(What the task requires): From the entries below, please gather each line containing the string "floor".
[Data for this task Boundary: Start]
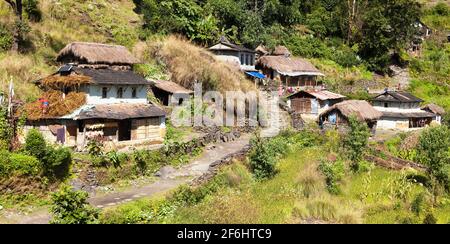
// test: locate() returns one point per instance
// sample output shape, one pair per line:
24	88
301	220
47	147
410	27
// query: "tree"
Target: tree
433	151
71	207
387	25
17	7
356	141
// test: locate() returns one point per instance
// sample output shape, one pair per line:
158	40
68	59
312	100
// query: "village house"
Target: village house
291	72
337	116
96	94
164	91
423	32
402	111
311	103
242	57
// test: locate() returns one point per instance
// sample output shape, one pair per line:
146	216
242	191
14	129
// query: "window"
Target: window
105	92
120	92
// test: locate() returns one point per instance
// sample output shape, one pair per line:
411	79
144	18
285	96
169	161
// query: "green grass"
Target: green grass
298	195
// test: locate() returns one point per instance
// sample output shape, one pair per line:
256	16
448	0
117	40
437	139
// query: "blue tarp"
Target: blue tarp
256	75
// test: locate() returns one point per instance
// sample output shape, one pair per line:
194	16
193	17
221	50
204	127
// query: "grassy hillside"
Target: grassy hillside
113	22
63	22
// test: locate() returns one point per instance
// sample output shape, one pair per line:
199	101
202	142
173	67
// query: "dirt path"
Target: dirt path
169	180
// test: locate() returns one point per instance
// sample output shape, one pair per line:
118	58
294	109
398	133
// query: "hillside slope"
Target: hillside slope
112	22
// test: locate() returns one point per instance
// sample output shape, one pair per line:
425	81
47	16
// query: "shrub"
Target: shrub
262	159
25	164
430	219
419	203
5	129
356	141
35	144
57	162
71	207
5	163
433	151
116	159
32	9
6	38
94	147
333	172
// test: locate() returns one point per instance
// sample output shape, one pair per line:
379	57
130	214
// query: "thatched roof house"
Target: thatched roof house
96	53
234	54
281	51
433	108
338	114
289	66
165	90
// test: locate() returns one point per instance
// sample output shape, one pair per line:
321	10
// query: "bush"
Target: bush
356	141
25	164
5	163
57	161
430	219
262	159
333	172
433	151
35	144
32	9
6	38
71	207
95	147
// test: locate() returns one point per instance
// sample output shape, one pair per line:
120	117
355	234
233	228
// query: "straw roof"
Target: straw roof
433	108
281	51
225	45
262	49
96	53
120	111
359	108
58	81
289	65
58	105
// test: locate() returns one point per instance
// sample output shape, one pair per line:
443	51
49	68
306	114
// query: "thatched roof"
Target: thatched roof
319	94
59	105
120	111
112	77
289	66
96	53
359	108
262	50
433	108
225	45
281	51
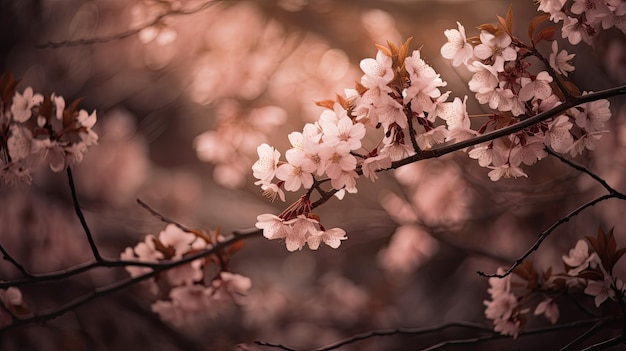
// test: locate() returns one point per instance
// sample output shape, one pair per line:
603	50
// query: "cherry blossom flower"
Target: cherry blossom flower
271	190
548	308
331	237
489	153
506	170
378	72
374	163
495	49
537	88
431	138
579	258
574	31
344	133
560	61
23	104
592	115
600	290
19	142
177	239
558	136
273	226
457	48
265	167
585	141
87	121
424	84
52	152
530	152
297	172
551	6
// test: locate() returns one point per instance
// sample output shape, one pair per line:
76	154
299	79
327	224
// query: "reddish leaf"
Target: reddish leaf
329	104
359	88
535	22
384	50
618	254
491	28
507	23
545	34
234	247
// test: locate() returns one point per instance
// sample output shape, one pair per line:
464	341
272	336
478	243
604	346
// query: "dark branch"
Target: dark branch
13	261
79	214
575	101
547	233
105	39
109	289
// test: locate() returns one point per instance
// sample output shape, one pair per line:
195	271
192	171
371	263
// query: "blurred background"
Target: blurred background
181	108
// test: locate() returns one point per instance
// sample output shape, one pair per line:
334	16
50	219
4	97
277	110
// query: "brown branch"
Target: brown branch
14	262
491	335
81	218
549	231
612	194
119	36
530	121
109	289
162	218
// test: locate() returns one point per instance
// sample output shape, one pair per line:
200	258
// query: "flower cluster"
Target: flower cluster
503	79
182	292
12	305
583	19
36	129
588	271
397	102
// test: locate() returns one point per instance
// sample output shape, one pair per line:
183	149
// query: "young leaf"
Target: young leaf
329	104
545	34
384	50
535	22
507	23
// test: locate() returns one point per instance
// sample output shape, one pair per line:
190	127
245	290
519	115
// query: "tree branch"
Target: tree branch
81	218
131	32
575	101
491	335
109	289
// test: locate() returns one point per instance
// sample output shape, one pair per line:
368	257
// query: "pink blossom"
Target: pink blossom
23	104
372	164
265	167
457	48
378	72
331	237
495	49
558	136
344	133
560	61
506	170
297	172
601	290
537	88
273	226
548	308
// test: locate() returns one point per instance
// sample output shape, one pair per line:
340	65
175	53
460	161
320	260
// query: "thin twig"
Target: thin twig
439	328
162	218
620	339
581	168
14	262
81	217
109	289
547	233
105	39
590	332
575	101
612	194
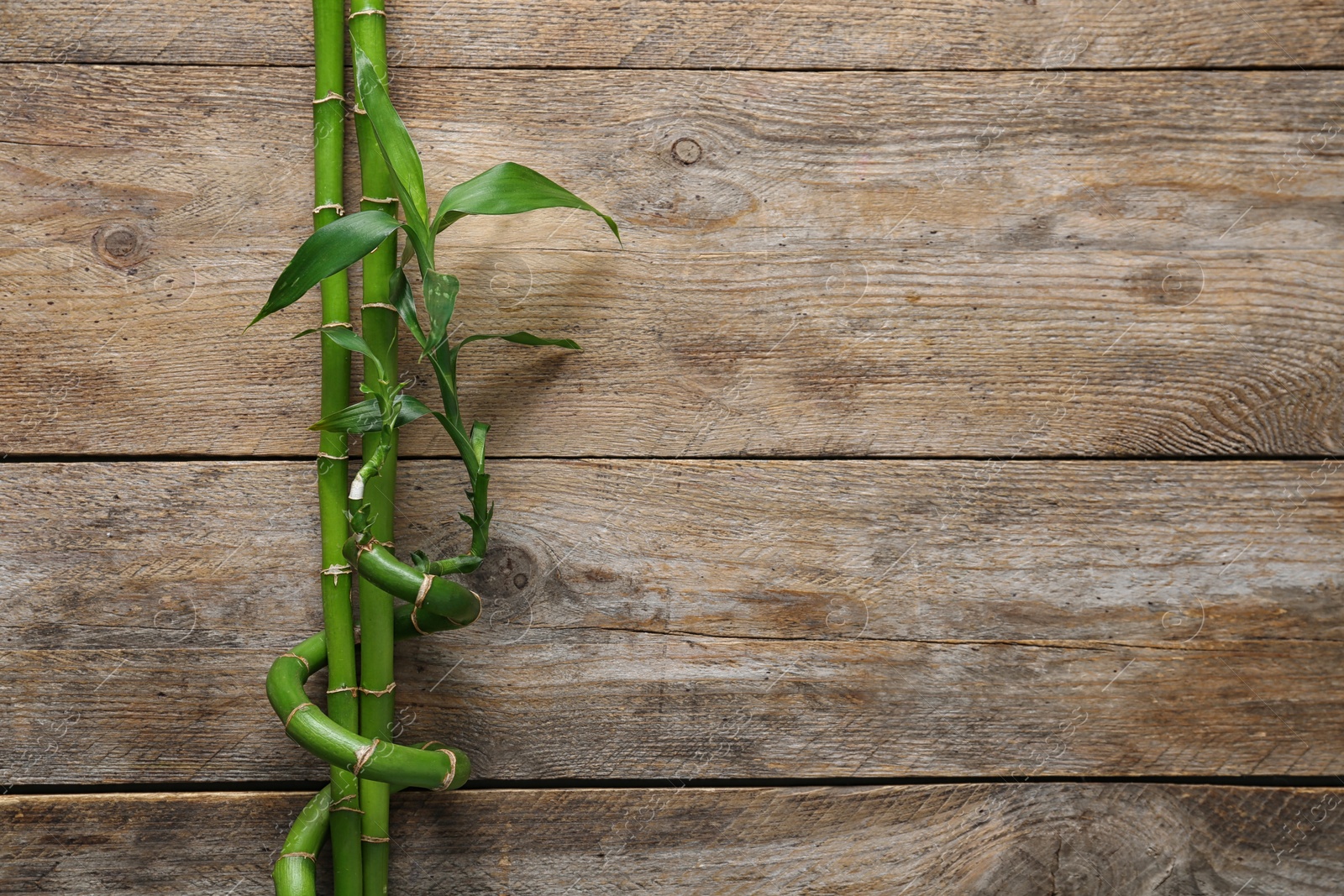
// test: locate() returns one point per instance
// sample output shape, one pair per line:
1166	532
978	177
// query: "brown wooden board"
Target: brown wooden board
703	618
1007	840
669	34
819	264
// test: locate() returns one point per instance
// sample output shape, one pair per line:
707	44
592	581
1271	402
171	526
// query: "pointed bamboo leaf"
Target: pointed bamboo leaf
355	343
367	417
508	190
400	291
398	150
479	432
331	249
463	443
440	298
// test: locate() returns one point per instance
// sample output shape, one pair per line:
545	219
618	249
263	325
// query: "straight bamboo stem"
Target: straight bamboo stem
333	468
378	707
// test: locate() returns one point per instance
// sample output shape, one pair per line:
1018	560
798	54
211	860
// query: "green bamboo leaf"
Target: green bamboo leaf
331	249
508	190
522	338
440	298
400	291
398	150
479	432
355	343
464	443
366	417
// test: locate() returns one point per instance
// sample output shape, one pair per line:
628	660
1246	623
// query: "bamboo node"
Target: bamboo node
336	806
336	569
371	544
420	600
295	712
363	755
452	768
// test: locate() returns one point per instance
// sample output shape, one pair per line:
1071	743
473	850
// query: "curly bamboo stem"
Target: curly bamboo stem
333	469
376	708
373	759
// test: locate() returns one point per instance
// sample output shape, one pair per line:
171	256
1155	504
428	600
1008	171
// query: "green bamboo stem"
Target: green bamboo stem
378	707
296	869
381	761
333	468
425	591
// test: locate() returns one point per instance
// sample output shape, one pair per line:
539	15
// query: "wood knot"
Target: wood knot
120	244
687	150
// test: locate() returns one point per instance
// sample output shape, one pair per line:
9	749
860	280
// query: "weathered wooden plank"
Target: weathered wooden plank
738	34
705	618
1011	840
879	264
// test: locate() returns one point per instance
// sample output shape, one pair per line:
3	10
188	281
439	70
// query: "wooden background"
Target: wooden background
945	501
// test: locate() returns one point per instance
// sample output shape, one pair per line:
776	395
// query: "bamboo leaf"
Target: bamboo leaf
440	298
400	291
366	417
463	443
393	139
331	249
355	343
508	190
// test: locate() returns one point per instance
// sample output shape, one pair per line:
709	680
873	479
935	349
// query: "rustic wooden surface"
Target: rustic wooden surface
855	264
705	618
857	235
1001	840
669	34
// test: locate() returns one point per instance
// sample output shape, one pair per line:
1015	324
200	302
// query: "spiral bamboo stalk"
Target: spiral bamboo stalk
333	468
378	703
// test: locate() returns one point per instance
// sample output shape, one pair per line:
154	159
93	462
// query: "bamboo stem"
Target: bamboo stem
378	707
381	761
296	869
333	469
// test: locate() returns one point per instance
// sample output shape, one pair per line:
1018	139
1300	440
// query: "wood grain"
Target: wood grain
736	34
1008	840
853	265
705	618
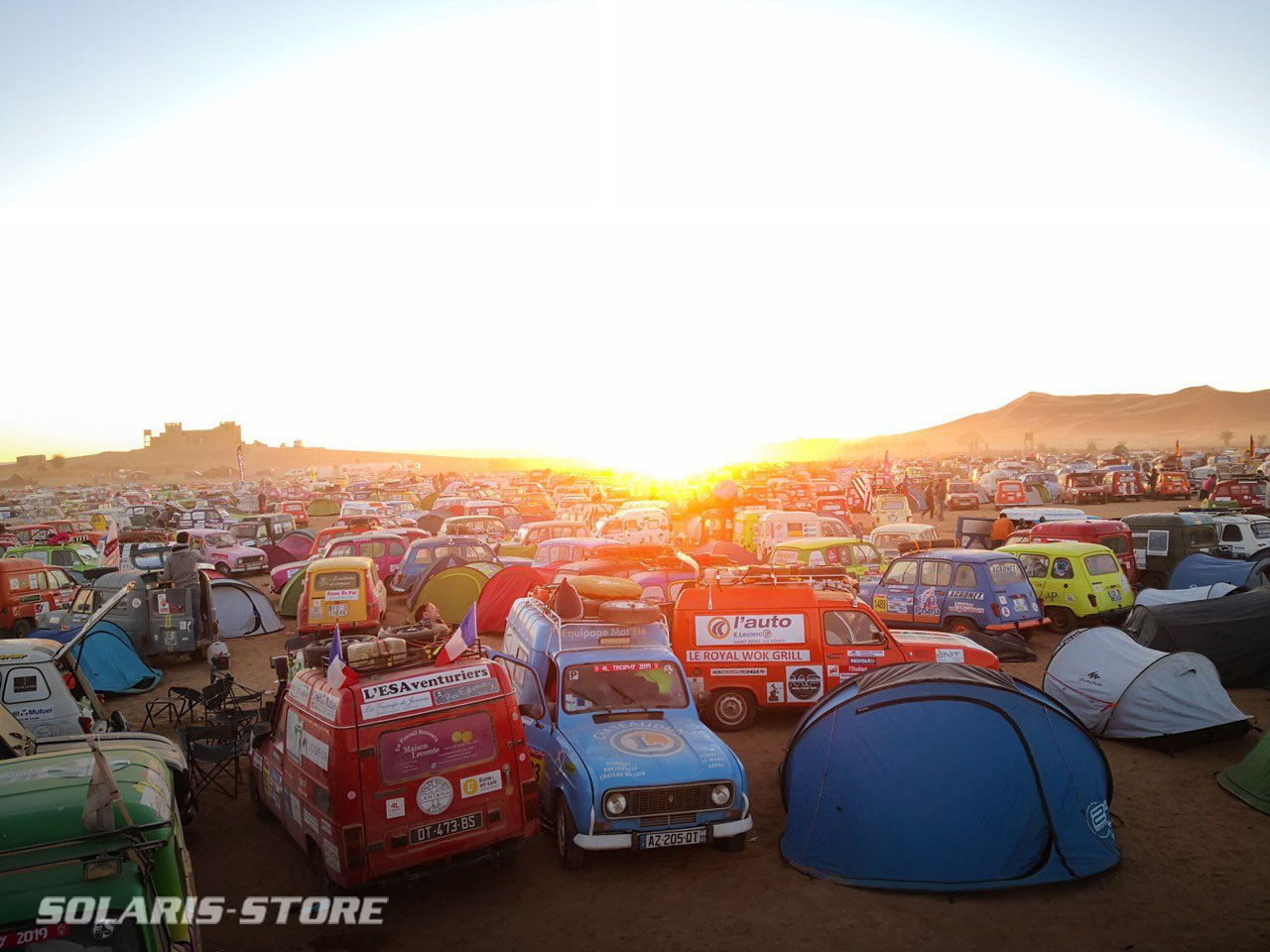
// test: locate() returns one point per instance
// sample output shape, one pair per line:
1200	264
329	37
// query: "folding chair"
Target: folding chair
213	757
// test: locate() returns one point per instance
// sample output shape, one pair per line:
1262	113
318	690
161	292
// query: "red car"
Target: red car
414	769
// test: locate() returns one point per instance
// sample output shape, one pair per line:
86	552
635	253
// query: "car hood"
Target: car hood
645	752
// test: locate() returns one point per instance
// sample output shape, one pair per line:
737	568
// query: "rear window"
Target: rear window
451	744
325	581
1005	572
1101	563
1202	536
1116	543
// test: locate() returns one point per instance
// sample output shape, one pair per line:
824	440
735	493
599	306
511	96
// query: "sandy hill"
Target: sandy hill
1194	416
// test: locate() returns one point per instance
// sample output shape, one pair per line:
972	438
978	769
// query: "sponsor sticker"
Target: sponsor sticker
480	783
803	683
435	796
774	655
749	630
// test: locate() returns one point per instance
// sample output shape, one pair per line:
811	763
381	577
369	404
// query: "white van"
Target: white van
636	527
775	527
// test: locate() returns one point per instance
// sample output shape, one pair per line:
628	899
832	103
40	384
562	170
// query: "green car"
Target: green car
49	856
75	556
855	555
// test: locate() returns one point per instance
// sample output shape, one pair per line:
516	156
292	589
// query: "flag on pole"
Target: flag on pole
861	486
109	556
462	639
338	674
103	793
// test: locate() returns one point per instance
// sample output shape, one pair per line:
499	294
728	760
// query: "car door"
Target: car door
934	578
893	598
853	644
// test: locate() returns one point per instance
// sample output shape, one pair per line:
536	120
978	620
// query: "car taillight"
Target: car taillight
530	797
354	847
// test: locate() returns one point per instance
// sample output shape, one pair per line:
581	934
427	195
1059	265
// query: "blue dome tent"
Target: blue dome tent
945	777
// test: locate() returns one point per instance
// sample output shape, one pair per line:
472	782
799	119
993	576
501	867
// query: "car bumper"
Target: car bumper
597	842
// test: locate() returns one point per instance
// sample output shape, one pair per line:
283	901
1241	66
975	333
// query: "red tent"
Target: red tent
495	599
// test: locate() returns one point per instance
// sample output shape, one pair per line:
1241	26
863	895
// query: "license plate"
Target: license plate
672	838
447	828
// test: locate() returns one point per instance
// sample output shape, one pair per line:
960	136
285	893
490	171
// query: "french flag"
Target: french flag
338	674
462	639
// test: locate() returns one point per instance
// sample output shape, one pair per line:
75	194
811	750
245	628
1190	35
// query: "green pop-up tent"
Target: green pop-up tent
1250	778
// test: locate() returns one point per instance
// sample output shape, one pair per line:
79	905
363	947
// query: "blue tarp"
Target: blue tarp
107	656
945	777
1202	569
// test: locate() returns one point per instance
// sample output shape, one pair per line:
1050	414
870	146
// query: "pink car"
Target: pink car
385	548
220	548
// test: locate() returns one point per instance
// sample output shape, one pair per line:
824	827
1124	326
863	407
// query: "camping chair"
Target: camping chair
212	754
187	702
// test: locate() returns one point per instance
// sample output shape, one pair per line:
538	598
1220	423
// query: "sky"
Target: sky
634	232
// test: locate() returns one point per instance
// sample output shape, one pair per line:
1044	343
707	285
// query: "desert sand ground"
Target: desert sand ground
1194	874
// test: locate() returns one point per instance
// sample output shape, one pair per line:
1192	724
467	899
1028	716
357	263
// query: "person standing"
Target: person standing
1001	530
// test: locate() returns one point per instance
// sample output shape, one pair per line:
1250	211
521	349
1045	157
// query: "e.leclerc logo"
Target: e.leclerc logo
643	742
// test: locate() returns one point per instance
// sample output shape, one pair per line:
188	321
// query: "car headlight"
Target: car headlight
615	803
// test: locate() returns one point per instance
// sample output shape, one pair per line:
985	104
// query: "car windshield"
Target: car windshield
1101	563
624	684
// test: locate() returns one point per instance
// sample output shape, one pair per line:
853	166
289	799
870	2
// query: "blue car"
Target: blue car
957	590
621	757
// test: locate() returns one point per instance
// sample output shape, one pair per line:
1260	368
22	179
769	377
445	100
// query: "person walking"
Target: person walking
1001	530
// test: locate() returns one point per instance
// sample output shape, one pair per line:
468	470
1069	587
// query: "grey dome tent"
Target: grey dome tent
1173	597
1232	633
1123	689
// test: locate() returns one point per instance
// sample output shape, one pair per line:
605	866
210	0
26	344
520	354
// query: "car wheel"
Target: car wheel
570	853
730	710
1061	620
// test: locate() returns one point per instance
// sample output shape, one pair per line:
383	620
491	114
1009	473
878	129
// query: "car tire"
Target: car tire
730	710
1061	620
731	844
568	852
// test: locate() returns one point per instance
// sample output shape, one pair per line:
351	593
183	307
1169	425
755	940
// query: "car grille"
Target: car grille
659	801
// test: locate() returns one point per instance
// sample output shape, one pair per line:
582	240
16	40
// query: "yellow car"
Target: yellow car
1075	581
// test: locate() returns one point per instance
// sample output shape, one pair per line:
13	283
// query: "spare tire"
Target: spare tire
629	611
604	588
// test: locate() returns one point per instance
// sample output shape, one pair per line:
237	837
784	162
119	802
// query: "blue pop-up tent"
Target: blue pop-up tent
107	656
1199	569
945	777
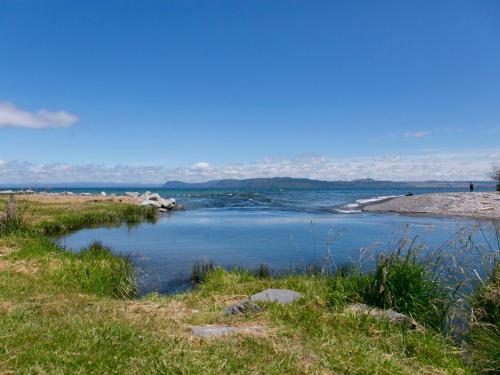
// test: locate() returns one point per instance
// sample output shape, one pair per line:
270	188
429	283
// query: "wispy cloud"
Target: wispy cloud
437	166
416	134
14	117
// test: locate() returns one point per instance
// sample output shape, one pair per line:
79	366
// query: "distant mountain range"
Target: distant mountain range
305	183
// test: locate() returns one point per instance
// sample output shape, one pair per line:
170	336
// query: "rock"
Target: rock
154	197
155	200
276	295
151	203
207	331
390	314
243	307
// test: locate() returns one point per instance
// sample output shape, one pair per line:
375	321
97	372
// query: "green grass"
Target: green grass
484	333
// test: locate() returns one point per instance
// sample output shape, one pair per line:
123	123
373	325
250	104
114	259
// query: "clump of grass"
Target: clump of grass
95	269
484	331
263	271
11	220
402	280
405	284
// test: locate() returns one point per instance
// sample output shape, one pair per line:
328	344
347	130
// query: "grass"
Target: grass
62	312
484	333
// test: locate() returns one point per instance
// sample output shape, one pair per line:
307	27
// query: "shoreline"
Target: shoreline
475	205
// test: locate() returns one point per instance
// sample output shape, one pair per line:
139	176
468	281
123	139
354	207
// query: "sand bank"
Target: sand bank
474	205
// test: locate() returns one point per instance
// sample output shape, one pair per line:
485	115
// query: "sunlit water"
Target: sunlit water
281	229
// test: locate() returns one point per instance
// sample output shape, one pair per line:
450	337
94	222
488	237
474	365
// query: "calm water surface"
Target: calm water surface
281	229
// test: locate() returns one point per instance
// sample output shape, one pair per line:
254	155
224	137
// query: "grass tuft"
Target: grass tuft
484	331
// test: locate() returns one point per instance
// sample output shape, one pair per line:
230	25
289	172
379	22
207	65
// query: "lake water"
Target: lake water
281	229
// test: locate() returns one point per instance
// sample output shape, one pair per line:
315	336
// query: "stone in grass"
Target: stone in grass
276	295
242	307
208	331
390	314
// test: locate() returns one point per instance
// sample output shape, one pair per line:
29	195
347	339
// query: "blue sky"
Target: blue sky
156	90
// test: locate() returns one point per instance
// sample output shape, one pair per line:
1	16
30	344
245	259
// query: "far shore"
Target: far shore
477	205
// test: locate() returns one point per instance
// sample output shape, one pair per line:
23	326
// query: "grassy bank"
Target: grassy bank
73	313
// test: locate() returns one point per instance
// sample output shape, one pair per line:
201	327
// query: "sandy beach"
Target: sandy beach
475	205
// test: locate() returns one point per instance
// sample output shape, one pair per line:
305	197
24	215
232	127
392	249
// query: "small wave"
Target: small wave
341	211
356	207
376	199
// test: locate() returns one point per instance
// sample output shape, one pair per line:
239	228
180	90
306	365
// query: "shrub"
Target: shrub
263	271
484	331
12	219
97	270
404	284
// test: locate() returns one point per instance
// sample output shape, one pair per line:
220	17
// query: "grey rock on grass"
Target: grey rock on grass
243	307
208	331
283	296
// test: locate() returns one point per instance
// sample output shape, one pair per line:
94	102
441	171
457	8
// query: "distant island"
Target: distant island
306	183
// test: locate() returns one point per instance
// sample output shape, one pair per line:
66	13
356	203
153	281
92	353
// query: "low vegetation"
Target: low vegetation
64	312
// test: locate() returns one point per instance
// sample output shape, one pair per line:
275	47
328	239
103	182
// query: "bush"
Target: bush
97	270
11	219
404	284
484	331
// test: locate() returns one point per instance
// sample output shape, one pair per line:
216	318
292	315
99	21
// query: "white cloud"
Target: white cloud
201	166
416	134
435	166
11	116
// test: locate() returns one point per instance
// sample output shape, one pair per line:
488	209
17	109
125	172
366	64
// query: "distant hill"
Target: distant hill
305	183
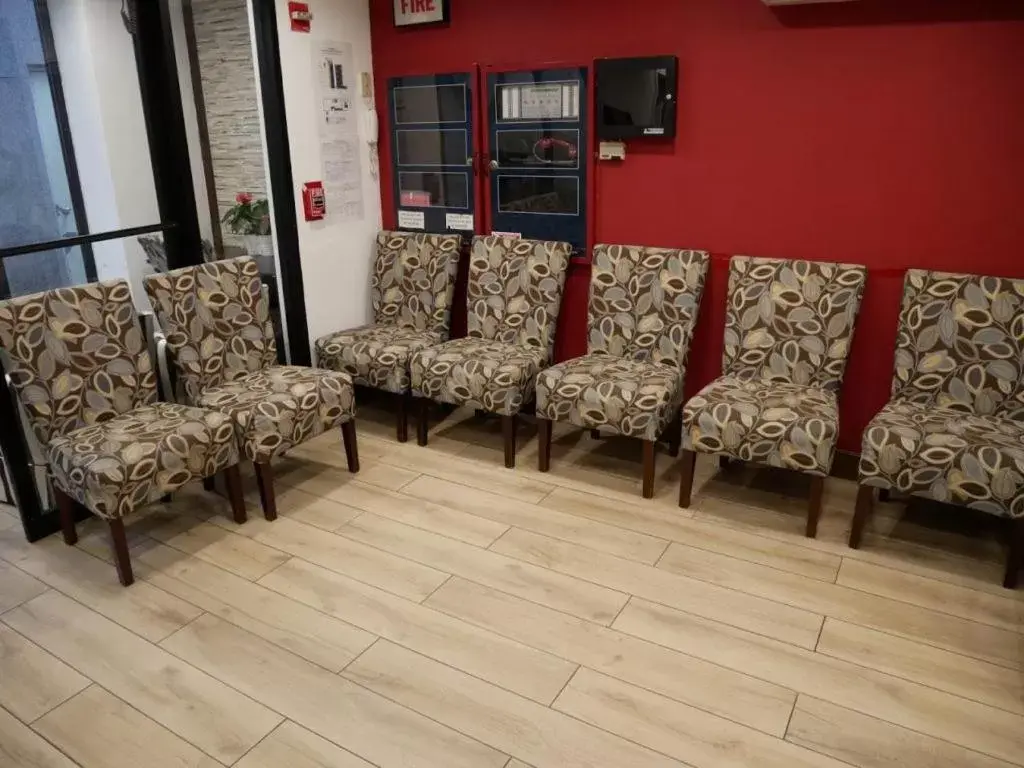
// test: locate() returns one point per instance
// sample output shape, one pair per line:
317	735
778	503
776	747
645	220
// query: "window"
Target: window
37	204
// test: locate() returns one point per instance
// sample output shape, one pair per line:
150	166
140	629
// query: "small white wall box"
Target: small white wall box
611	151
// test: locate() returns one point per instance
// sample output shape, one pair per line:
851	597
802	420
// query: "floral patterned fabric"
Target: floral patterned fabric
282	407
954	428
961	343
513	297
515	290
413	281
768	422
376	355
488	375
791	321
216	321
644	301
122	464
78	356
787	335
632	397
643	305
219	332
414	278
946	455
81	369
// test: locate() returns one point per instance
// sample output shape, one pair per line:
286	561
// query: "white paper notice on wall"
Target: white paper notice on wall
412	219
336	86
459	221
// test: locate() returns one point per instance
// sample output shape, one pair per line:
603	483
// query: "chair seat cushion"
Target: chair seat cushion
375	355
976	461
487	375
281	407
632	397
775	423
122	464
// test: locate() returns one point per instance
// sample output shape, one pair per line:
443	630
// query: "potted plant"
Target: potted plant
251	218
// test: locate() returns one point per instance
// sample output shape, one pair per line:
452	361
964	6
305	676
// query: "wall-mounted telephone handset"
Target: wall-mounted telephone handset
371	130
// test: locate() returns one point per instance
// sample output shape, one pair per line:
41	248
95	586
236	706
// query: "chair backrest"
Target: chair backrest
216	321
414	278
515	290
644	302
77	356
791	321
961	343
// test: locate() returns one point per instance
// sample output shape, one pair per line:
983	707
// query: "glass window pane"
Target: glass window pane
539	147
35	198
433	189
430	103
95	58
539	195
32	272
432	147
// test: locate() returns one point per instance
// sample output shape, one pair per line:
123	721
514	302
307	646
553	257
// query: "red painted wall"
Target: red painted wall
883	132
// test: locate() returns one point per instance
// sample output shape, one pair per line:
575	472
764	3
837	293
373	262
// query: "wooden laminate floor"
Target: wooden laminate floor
[Data for this task Boundary: End]
(Task answer):
// query: "wooden laminate floor"
Target: wooden laminate floor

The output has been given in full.